━━━━━ Material provided
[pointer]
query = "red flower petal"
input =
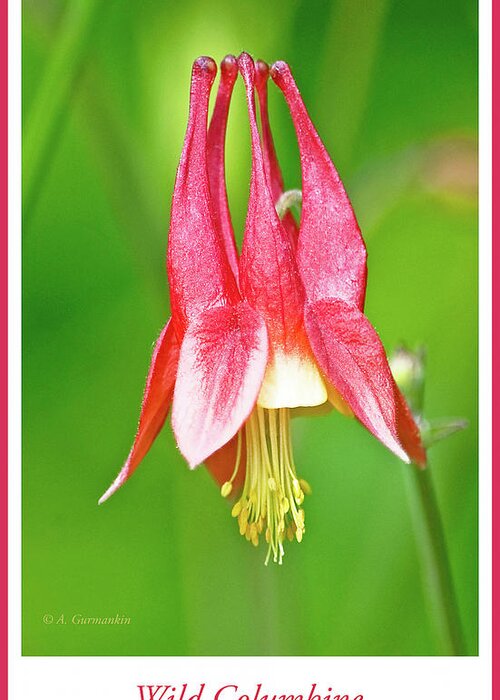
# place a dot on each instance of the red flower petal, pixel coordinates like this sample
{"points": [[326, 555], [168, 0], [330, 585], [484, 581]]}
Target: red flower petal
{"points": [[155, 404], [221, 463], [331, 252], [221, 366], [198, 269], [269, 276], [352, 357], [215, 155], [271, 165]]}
━━━━━━━━━━
▶ **Stated task**
Please revise the material above, putting "scarlet petal" wherever "red flower petal" appears and leaving everything else unchanged. Leave the pictures out of your answer.

▶ **Exercise response**
[pointer]
query = "scarlet petal"
input =
# place a dot on each instance of the scarlet petal, pixel coordinates like this sample
{"points": [[326, 555], [168, 0], [330, 585], [484, 581]]}
Target: scarlet petal
{"points": [[155, 404], [221, 463], [331, 252], [221, 366], [198, 269], [269, 276], [352, 357], [215, 155], [271, 165]]}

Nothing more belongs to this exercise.